[Task brief]:
Each line of the material that mentions the word "boot" is to be copied.

[Provided material]:
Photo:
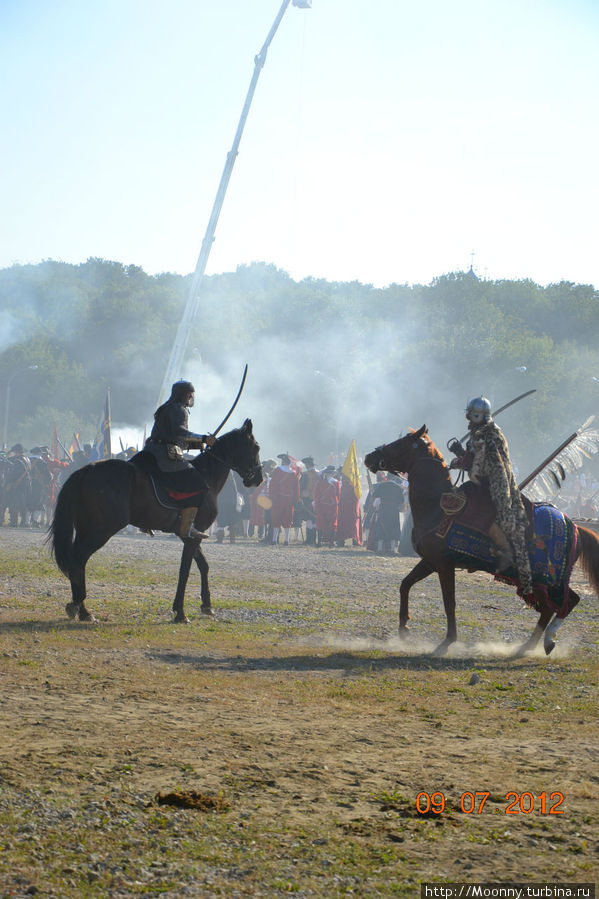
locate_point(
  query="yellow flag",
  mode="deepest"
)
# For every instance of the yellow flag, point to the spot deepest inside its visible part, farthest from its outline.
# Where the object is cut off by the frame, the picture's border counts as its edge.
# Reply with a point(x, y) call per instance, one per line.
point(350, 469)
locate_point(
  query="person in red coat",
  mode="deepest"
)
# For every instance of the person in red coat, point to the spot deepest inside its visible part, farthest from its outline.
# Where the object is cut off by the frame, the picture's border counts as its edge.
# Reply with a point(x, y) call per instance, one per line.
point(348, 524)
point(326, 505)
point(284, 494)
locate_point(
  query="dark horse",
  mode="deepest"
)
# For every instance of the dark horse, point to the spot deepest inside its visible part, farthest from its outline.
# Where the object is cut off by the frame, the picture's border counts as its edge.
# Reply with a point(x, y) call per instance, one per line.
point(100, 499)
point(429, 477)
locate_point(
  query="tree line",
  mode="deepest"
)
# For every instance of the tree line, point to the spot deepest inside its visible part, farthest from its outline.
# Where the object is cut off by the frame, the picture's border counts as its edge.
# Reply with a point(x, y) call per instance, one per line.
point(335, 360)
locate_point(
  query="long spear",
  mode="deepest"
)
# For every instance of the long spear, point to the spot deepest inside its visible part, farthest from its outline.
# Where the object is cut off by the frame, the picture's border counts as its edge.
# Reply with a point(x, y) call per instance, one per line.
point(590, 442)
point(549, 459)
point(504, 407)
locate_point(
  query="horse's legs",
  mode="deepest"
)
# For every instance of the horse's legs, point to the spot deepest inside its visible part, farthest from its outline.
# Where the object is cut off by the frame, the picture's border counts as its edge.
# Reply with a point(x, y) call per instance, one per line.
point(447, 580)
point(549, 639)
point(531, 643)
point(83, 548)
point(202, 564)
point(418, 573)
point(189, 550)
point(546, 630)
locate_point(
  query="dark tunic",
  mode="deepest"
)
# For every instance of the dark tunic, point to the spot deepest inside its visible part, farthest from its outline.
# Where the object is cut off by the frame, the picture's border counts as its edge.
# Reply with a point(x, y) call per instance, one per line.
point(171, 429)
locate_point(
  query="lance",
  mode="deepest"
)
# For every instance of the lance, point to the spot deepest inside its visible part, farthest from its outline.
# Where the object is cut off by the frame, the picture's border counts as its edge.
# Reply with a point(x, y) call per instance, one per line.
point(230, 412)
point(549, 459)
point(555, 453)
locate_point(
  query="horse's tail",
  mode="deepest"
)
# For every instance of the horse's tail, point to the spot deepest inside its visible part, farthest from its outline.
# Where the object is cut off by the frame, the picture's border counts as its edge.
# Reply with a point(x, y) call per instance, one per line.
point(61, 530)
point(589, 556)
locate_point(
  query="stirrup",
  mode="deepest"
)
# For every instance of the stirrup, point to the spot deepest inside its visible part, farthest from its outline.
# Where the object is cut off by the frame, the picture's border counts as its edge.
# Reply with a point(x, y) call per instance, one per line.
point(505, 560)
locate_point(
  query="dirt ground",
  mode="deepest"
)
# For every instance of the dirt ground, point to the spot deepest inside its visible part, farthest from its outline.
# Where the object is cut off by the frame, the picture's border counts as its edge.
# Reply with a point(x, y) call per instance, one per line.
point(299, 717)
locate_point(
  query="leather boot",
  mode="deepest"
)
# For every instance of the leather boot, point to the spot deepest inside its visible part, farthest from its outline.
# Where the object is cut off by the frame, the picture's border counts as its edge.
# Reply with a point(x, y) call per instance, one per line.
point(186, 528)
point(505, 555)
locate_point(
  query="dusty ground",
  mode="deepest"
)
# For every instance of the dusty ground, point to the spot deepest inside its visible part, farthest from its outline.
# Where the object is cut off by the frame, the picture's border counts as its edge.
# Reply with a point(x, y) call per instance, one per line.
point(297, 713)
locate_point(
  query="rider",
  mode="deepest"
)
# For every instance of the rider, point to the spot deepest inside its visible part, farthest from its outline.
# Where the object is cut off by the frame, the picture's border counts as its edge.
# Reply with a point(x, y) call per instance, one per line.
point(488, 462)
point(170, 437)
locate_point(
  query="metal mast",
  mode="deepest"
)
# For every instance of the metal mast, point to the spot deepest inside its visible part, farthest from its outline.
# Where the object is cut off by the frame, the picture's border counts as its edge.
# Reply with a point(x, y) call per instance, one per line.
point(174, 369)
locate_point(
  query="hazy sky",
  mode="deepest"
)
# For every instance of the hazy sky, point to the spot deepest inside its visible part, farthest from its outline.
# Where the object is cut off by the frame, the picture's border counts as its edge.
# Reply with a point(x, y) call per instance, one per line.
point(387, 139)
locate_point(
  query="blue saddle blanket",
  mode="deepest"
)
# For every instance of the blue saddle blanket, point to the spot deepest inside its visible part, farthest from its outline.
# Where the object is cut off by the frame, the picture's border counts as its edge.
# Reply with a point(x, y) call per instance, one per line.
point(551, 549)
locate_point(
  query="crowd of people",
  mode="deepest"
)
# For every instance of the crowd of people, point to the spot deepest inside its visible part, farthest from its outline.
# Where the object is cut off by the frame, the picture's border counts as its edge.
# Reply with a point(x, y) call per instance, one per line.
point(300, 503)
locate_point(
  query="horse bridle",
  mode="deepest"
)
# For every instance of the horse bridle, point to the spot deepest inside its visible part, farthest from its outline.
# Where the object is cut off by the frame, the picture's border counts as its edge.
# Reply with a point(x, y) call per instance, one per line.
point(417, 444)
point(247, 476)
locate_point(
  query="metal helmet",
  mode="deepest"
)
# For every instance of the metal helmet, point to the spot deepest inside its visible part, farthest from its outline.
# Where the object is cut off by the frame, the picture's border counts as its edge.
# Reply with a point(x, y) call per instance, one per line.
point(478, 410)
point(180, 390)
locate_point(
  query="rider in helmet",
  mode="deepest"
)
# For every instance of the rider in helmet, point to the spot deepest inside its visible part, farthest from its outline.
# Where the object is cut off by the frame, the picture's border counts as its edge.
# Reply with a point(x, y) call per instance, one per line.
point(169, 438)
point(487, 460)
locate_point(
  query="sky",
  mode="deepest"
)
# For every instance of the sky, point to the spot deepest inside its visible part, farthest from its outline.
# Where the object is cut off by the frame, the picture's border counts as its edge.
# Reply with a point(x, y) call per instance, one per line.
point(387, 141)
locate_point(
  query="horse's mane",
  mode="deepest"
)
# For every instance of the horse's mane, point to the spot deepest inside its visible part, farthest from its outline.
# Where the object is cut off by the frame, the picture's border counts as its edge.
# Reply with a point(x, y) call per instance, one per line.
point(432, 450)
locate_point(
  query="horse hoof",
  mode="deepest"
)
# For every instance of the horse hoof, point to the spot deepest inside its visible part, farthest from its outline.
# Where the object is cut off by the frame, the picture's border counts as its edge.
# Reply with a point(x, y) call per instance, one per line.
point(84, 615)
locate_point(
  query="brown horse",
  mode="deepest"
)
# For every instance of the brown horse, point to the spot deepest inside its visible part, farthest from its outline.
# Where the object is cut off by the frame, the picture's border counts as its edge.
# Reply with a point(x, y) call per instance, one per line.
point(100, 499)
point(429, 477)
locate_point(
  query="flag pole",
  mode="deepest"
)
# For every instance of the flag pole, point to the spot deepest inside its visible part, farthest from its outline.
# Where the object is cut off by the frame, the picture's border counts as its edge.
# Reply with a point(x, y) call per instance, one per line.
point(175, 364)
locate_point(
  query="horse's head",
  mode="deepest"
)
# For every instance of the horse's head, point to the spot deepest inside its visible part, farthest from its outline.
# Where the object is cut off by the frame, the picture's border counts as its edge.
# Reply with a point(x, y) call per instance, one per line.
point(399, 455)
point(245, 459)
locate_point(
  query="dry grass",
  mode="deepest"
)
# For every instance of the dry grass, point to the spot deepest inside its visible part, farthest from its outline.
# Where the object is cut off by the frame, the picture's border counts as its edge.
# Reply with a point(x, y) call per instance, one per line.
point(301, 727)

[Response]:
  query="leather boot",
# For every instance of the leather boot, point to the spot deepest inside its visible part, farthest from its outline.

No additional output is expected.